• Task details
Continue the commentary on media coverage of teacher education from its last sentence.

This is a snapshot of how mainstream media interact with education as a topic and educators as professionals.

I am reminded of that experience over and over in fact as I read media coverage of education. Take for example this from Education Week, Want Teachers to Motivate Their Students? Teach Them How, which has the thesis:

Most teachers intrinsically understand the need to motivate their students, experts say, but teaching on intuition alone can lead to missteps in student engagement.

A study released in May by the Mindset Scholars Network, a collaborative of researchers who study student motivation, found most teacher education programs nationwide do not include explicit training for teachers on the science of how to motivate students.

Want Teachers to Motivate Their Students? Teach Them How

Two key elements of this article stand out: The new scapegoat in proclaiming education a failure is teacher education and the go-to failure is always about a lack of “science” in teacher education.

This article on motivation is following a media template well worn recently about students in the U.S. can’t read because teachers are not taught the “science of reading,” you guessed it, in their teacher education programs.

• Stored data
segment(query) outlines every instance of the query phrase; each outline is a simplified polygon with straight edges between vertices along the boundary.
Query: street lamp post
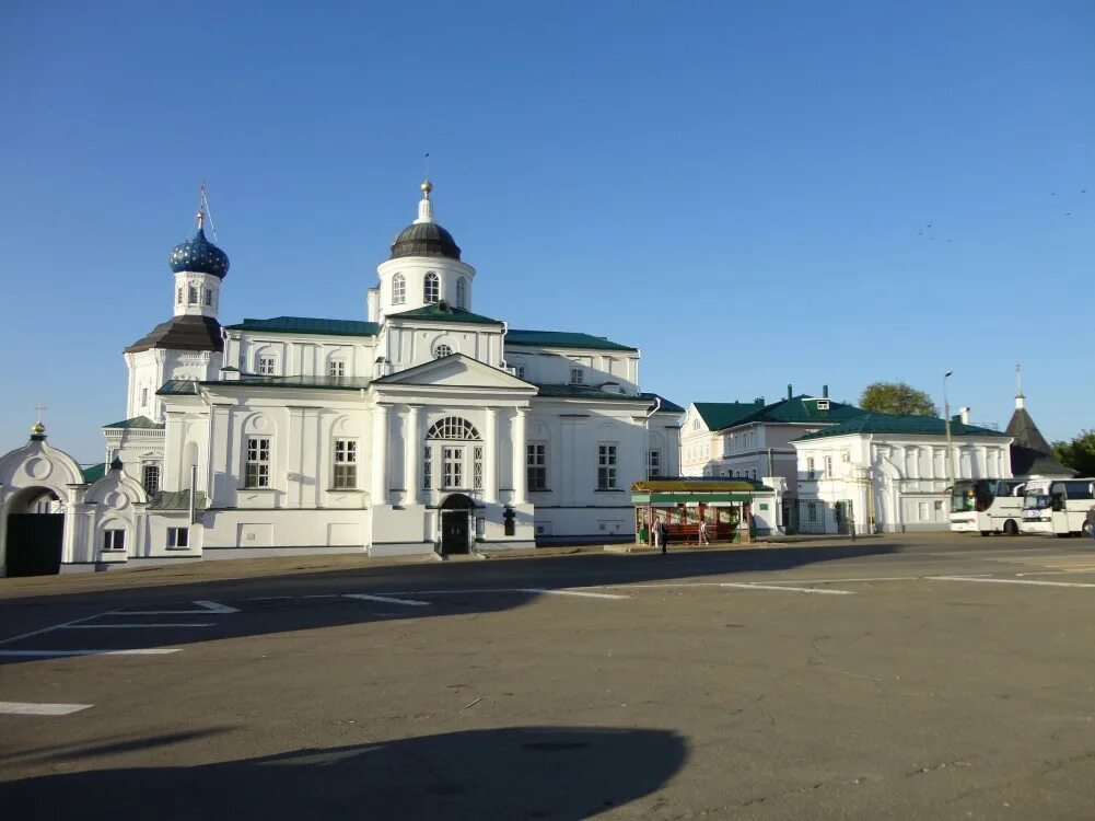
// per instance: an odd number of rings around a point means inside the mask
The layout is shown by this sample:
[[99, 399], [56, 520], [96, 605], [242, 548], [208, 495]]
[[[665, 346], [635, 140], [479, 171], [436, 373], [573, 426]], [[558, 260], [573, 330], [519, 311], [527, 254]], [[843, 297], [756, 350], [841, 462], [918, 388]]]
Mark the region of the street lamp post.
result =
[[943, 424], [947, 432], [947, 486], [955, 486], [954, 447], [950, 440], [950, 402], [947, 401], [947, 379], [954, 370], [947, 370], [943, 375]]

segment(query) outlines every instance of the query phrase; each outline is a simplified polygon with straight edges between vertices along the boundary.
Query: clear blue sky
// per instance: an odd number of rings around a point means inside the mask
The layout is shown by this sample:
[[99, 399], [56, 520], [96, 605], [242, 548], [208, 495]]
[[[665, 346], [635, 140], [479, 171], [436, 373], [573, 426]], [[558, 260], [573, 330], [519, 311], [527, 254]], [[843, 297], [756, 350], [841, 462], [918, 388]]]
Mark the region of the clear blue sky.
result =
[[[428, 150], [475, 309], [689, 401], [1095, 426], [1090, 2], [119, 3], [0, 26], [0, 453], [102, 458], [200, 180], [221, 321], [364, 318]], [[1086, 194], [1081, 194], [1086, 189]], [[1070, 216], [1067, 216], [1070, 215]], [[927, 228], [931, 224], [931, 228]], [[923, 231], [923, 233], [922, 233]]]

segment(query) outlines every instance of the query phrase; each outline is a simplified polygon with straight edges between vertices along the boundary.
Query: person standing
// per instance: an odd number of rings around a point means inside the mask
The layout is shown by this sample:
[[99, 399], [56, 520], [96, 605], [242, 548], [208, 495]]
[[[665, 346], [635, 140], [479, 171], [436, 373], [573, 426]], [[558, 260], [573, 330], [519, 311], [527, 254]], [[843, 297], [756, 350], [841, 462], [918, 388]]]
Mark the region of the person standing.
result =
[[669, 548], [669, 527], [666, 525], [665, 520], [659, 518], [658, 524], [658, 544], [661, 546], [661, 555], [666, 555], [666, 550]]

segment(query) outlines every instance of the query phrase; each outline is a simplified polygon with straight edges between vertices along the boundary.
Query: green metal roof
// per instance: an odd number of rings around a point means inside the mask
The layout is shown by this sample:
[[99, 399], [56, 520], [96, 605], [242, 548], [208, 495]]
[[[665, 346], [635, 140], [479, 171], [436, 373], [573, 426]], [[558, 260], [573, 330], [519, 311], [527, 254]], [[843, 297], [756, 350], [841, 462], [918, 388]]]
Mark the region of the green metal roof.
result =
[[160, 422], [153, 422], [148, 417], [134, 417], [132, 419], [123, 419], [120, 422], [114, 422], [108, 425], [103, 425], [103, 427], [115, 427], [115, 429], [120, 427], [127, 431], [134, 431], [134, 430], [162, 431], [163, 424]]
[[[657, 394], [609, 394], [592, 385], [537, 385], [537, 396], [544, 399], [586, 399], [590, 401], [608, 402], [641, 402], [648, 404], [654, 402]], [[661, 399], [661, 413], [683, 413], [684, 409], [675, 402], [670, 402], [665, 397]]]
[[[829, 410], [818, 410], [818, 400], [828, 401]], [[775, 424], [839, 424], [866, 411], [826, 397], [802, 394], [771, 404], [760, 402], [695, 402], [696, 412], [708, 430], [722, 431], [751, 422]]]
[[81, 465], [80, 472], [83, 474], [83, 480], [88, 484], [94, 484], [104, 476], [106, 476], [107, 465], [105, 461], [101, 461], [97, 465]]
[[454, 308], [451, 305], [441, 306], [435, 303], [434, 305], [425, 305], [422, 308], [412, 308], [411, 310], [401, 311], [400, 313], [389, 313], [389, 319], [428, 319], [431, 322], [469, 322], [472, 324], [497, 324], [500, 326], [503, 322], [500, 319], [491, 319], [491, 317], [484, 317], [480, 313], [472, 313], [470, 310], [464, 310], [463, 308]]
[[540, 347], [591, 347], [598, 351], [637, 351], [637, 347], [621, 345], [604, 337], [570, 331], [506, 331], [506, 342], [511, 345], [535, 345]]
[[194, 379], [168, 379], [157, 396], [193, 396], [198, 392], [198, 384]]
[[356, 319], [315, 319], [312, 317], [273, 317], [244, 319], [224, 326], [230, 331], [267, 331], [269, 333], [321, 333], [327, 337], [376, 337], [380, 326]]
[[[946, 423], [937, 417], [910, 417], [897, 413], [869, 413], [863, 412], [860, 417], [842, 422], [831, 427], [807, 433], [796, 441], [823, 438], [827, 436], [844, 436], [853, 433], [897, 433], [919, 436], [943, 436], [946, 433]], [[998, 436], [1005, 437], [1006, 433], [992, 431], [978, 425], [967, 425], [961, 422], [950, 423], [950, 434], [953, 436]]]
[[[161, 490], [152, 497], [148, 503], [150, 511], [185, 511], [191, 506], [191, 491], [188, 490]], [[206, 498], [203, 491], [194, 494], [194, 506], [204, 509]]]

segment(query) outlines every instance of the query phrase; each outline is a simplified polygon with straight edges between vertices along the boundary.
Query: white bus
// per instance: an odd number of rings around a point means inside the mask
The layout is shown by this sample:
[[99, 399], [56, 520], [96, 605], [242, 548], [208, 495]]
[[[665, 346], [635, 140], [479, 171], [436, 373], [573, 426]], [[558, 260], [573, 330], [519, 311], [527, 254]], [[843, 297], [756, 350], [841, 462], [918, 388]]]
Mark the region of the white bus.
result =
[[1023, 521], [1024, 479], [961, 479], [950, 489], [950, 531], [1015, 536]]
[[1023, 533], [1081, 535], [1095, 504], [1095, 479], [1030, 479], [1023, 495]]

• Response to the exercise
As I detailed in a Twitter thread, scapegoating teacher education has many flaws, and my experience and expertise as a teacher educator for almost two decades, following almost two decades as a classroom teacher, inform my understanding of how finding scapegoats for educational failure during the accountability era is fool’s gold.

How has the accountability era gone in terms of where the accountability and locus of power lie, then?

In the 1980s and 1990s, the accountability mechanisms focused on holding students accountable (think exit exams) and schools accountable (student test scores often translated into school rankings or grades, designating schools as “failing,” for example).

Keep in mind that students had no power in that process, and that schools were merely agents of the standards being implemented, again outside the power dynamics of those mandates being determined.

With No Child Left Behind spawned by the false claims of the Texas Miracle, the accountability era was greatly accelerated, including a creeping sense that the process wasn’t improving education but it was punishing students (lower graduation rates due to exit exams) and demonizing schools (most high-poverty and high-racial minority schools were labeled as “failing”).

By the administration of Barak Obama, with education policy under another false narrative (the Chicago Miracle) and false ambassador with no background in education other than appointments (Arne Duncan), the scapegoating took a turn—the problem, went the new message, was “bad” teachers and the solution was not holding students or schools accountable for test scores but those teachers (the era of value-added methods [VAM]).

As some have noted and documented, teacher bashing increased and then prompted a backlash (see magazine covers from Time for a great series of artifacts on this); it seems that VAM proved to be a false metric for accountability and that maybe teachers were not the problem after all.

With the scapegoat role now vacant, the media have discovered a new candidate, teacher education.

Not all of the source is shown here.